▸ Directions for this task
Every record below must come back exactly as given.

Saved entries
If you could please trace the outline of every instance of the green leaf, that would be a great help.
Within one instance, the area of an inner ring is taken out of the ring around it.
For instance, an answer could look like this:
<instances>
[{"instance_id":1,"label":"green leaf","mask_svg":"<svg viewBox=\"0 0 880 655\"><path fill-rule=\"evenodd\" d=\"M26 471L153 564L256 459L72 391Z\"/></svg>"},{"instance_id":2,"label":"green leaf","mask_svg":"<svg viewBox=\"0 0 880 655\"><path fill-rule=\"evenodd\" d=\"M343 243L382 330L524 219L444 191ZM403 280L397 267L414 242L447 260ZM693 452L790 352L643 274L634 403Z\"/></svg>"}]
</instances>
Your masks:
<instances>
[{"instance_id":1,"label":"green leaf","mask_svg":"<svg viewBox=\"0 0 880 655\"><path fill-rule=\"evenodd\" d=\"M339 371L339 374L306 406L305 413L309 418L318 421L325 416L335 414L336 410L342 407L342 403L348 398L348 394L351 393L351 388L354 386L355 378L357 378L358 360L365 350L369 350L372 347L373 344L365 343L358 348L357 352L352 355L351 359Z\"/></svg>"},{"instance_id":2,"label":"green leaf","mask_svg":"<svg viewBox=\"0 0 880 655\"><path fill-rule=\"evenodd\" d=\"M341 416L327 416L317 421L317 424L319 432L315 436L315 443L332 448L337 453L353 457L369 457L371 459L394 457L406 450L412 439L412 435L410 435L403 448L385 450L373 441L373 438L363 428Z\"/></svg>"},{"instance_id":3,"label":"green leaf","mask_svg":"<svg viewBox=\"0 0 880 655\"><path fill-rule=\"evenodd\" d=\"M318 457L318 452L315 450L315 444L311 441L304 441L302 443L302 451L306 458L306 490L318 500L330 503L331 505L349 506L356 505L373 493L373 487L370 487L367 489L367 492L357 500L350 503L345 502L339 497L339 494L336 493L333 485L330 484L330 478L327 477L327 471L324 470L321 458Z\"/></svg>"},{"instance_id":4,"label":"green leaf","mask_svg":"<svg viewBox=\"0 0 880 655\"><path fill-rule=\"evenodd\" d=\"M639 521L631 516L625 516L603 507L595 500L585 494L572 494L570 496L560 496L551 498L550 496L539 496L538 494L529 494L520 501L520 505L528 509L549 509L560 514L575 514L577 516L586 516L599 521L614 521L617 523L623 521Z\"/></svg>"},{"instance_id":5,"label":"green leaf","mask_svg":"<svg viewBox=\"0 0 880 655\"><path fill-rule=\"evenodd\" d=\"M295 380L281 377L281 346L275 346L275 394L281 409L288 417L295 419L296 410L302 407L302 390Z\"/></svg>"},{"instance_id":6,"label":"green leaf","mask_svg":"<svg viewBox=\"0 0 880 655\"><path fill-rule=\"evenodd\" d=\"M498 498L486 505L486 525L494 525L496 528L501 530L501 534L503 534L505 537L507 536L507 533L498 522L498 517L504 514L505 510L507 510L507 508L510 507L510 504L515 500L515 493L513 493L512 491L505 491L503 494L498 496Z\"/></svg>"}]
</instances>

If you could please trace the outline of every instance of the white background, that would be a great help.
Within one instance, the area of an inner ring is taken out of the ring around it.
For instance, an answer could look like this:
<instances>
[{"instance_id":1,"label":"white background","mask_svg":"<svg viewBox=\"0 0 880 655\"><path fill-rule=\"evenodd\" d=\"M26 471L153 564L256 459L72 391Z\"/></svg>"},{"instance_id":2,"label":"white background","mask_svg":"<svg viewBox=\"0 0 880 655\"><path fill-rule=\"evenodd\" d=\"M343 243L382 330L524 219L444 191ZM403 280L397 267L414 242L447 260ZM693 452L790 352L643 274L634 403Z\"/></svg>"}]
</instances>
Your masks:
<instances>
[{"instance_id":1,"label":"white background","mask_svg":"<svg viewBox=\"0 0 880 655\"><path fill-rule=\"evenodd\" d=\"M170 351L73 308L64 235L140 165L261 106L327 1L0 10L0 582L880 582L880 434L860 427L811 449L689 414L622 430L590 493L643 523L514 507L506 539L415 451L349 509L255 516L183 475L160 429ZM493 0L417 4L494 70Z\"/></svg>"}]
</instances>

▸ Result
If you could please trace the outline of every instance of the green leaf, that would be a great help.
Within one instance, the area of an inner ring is taken out of the ring around it.
For instance, an answer could look like this:
<instances>
[{"instance_id":1,"label":"green leaf","mask_svg":"<svg viewBox=\"0 0 880 655\"><path fill-rule=\"evenodd\" d=\"M26 471L153 564L256 459L72 391Z\"/></svg>"},{"instance_id":2,"label":"green leaf","mask_svg":"<svg viewBox=\"0 0 880 655\"><path fill-rule=\"evenodd\" d=\"M343 243L382 330L524 219L444 191ZM403 280L397 267L414 242L447 260ZM693 452L790 352L643 274L634 403Z\"/></svg>"}]
</instances>
Your masks:
<instances>
[{"instance_id":1,"label":"green leaf","mask_svg":"<svg viewBox=\"0 0 880 655\"><path fill-rule=\"evenodd\" d=\"M339 371L339 374L306 406L305 413L309 418L318 421L325 416L335 414L336 410L342 407L342 403L348 398L348 394L351 393L351 388L354 386L355 378L357 378L358 360L365 350L369 350L372 347L373 344L365 343L358 348L357 352L352 355L351 359Z\"/></svg>"},{"instance_id":2,"label":"green leaf","mask_svg":"<svg viewBox=\"0 0 880 655\"><path fill-rule=\"evenodd\" d=\"M341 416L327 416L317 421L317 424L319 432L315 436L315 443L332 448L337 453L353 457L369 457L371 459L394 457L406 450L412 439L412 435L410 435L403 448L385 450L373 441L373 438L363 428Z\"/></svg>"},{"instance_id":3,"label":"green leaf","mask_svg":"<svg viewBox=\"0 0 880 655\"><path fill-rule=\"evenodd\" d=\"M318 457L318 452L315 450L315 444L311 441L304 441L302 443L302 451L306 458L306 490L318 500L330 503L331 505L349 506L356 505L373 493L373 487L370 487L367 489L367 492L357 500L350 503L345 502L339 497L339 494L336 493L333 485L330 484L330 478L327 477L327 471L324 470L321 458Z\"/></svg>"},{"instance_id":4,"label":"green leaf","mask_svg":"<svg viewBox=\"0 0 880 655\"><path fill-rule=\"evenodd\" d=\"M639 521L631 516L625 516L603 507L595 500L585 494L572 494L570 496L560 496L551 498L550 496L539 496L538 494L529 494L520 501L520 505L528 509L549 509L560 514L575 514L577 516L586 516L599 521L614 521L617 523L623 521Z\"/></svg>"},{"instance_id":5,"label":"green leaf","mask_svg":"<svg viewBox=\"0 0 880 655\"><path fill-rule=\"evenodd\" d=\"M295 380L281 377L281 346L275 346L275 394L281 409L288 417L295 419L296 410L302 407L302 390Z\"/></svg>"},{"instance_id":6,"label":"green leaf","mask_svg":"<svg viewBox=\"0 0 880 655\"><path fill-rule=\"evenodd\" d=\"M498 498L486 505L486 525L494 525L496 528L501 530L501 534L503 534L505 537L507 536L507 533L498 522L498 517L504 514L505 510L507 510L507 508L510 507L510 504L515 500L515 493L513 493L512 491L505 491L503 494L498 496Z\"/></svg>"}]
</instances>

If you could please trace the outline of every instance of the white background, that would be a great help.
Within one instance, the area of an inner ring is taken out of the ring around it.
For instance, an answer could look like this:
<instances>
[{"instance_id":1,"label":"white background","mask_svg":"<svg viewBox=\"0 0 880 655\"><path fill-rule=\"evenodd\" d=\"M26 471L153 564L256 459L72 391Z\"/></svg>"},{"instance_id":2,"label":"white background","mask_svg":"<svg viewBox=\"0 0 880 655\"><path fill-rule=\"evenodd\" d=\"M343 243L382 330L524 219L444 191ZM403 280L397 267L414 242L447 260ZM693 452L790 352L643 274L634 403Z\"/></svg>"}]
</instances>
Your masks:
<instances>
[{"instance_id":1,"label":"white background","mask_svg":"<svg viewBox=\"0 0 880 655\"><path fill-rule=\"evenodd\" d=\"M170 351L73 308L64 235L140 165L261 106L327 1L0 10L0 582L880 582L880 434L860 427L811 449L689 414L622 430L590 493L643 523L514 507L506 539L415 451L349 509L255 516L183 475L160 429ZM493 0L417 4L494 70Z\"/></svg>"}]
</instances>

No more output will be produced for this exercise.